- [Task instructions]:
In the records below, please retype word for word every line from the one containing "Please put a marker on the green onion" through the final one, both included, and nothing else.

Start of Data provided

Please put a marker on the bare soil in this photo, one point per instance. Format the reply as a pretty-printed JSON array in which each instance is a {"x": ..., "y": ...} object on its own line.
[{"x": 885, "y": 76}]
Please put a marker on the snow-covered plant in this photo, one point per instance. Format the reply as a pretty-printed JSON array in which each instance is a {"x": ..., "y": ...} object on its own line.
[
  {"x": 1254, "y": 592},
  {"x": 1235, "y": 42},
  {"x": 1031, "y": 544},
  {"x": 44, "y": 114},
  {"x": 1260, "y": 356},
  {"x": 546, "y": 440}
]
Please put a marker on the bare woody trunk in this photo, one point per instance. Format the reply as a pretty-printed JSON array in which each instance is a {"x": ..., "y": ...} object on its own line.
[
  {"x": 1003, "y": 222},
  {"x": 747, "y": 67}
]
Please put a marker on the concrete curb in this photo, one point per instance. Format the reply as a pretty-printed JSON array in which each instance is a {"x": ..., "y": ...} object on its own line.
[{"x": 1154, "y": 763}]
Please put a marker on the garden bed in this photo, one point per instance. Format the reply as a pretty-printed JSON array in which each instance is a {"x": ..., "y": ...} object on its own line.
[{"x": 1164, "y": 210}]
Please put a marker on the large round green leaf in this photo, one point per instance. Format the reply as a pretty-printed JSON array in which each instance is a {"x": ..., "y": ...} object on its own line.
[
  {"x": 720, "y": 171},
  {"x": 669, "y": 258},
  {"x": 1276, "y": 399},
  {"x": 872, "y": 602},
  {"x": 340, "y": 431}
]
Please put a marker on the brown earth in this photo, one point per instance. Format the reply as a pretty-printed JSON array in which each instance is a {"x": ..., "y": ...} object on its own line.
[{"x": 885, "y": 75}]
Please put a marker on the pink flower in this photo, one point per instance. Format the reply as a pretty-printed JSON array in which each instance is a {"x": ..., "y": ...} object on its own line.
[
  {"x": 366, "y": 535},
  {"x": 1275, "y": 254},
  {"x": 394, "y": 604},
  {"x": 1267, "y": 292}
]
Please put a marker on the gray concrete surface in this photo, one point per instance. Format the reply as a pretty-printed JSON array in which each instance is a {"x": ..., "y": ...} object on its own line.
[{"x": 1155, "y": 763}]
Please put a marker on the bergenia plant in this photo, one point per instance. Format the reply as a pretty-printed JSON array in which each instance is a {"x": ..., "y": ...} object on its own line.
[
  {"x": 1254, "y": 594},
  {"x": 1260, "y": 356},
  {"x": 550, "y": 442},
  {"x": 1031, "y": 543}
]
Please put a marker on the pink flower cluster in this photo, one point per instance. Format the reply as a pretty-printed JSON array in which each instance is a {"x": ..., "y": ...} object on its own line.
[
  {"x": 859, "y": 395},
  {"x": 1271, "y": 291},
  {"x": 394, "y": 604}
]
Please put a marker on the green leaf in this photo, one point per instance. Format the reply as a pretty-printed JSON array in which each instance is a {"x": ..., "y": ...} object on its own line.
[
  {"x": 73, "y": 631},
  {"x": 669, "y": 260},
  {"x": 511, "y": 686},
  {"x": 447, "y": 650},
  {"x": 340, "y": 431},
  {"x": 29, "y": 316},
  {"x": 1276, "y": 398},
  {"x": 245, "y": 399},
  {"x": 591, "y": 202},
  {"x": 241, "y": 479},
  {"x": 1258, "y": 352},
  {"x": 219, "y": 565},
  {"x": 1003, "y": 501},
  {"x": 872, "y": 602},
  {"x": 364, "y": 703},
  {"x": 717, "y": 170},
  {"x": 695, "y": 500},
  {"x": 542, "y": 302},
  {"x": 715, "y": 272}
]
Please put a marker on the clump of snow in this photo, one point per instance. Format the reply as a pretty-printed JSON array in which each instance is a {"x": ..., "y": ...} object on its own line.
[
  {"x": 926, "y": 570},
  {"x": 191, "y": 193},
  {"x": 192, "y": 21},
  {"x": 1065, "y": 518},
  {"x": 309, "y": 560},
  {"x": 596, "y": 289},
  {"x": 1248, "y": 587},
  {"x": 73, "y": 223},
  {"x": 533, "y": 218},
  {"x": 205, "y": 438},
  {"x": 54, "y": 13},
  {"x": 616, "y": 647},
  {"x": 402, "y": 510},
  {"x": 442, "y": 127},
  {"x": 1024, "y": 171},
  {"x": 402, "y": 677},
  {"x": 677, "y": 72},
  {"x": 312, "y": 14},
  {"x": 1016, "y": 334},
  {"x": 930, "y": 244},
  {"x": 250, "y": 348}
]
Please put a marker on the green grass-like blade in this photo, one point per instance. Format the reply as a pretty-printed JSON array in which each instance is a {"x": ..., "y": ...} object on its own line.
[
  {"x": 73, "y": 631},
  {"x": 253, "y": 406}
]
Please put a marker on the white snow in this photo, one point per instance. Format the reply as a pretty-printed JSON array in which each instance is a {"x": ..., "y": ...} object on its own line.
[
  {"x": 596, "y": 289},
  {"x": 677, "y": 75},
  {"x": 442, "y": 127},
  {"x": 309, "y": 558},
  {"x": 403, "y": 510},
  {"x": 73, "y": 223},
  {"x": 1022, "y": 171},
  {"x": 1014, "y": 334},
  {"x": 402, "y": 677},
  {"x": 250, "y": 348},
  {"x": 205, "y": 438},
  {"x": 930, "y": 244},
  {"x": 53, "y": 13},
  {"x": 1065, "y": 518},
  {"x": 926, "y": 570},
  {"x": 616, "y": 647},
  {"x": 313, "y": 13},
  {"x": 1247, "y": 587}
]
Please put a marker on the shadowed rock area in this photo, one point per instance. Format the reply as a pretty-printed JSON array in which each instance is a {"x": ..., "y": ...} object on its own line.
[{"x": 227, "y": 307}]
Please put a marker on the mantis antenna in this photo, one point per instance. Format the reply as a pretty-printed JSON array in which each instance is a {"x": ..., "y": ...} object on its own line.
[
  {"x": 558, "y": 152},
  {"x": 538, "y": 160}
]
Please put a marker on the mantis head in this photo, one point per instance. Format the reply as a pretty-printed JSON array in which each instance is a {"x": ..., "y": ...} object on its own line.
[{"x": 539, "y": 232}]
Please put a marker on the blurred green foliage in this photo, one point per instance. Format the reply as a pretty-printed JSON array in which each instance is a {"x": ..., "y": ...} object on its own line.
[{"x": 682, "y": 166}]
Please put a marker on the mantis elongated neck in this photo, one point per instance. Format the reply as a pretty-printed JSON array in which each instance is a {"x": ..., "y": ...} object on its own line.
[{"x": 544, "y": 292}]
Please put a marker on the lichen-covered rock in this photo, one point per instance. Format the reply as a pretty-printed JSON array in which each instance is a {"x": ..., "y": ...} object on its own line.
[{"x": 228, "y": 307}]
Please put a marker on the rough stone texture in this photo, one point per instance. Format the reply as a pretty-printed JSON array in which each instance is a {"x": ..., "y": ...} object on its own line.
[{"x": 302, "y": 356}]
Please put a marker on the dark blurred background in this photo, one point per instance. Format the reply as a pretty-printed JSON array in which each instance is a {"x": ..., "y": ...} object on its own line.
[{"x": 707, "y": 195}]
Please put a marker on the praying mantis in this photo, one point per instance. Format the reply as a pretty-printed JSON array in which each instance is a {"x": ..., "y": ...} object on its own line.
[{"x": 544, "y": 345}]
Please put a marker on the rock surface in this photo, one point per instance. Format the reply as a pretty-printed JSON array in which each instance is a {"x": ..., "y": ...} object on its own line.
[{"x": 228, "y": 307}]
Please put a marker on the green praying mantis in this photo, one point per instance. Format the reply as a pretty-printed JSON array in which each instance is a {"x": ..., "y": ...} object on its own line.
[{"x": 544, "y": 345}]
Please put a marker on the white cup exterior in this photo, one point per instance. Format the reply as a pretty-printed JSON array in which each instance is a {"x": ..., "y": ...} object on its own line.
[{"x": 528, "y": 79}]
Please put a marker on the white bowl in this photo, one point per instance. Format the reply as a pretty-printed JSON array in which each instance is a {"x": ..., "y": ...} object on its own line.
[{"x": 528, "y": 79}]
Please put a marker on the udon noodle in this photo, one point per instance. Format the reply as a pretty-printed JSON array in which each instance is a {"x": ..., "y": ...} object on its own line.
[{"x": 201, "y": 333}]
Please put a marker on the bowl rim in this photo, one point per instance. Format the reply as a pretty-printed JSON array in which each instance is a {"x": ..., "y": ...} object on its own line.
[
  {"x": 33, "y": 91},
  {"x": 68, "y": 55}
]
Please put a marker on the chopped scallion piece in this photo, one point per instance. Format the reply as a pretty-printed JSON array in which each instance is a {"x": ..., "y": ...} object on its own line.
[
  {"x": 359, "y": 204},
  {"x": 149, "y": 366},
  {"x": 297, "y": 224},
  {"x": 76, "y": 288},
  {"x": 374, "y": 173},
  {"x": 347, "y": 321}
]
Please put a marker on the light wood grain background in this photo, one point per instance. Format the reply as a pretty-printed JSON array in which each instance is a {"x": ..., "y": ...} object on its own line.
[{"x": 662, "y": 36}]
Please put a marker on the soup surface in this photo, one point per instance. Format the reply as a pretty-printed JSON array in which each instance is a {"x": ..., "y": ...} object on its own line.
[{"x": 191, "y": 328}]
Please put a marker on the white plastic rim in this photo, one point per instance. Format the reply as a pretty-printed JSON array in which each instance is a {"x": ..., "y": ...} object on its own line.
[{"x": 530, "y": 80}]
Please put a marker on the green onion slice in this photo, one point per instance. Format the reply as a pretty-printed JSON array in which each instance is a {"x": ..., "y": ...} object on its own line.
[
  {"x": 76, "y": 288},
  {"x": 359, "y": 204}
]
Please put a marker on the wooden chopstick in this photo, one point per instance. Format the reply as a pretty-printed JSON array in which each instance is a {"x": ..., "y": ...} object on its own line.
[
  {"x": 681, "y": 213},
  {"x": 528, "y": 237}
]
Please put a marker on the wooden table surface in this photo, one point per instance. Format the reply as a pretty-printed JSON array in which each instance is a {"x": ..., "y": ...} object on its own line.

End of Data provided

- [Problem solution]:
Please put a marker on the green onion slice in this photo, one point per instance. Format the reply as a pretty-printed JSON array in which each instance is a {"x": ..., "y": ...} object on its own line.
[
  {"x": 76, "y": 288},
  {"x": 359, "y": 204}
]
Please put a marker on the wooden chopstick in this photo, one point per instance. Format the reply as a pretty-printed JSON array in which each instance is a {"x": ..., "y": ...} object on its own line.
[
  {"x": 681, "y": 213},
  {"x": 528, "y": 237}
]
Please put a marker on the wooden table surface in this photo, one point per instance. Format the reply as a pretty-printed JSON array in which each instance is a {"x": ..., "y": ...} object on its own line.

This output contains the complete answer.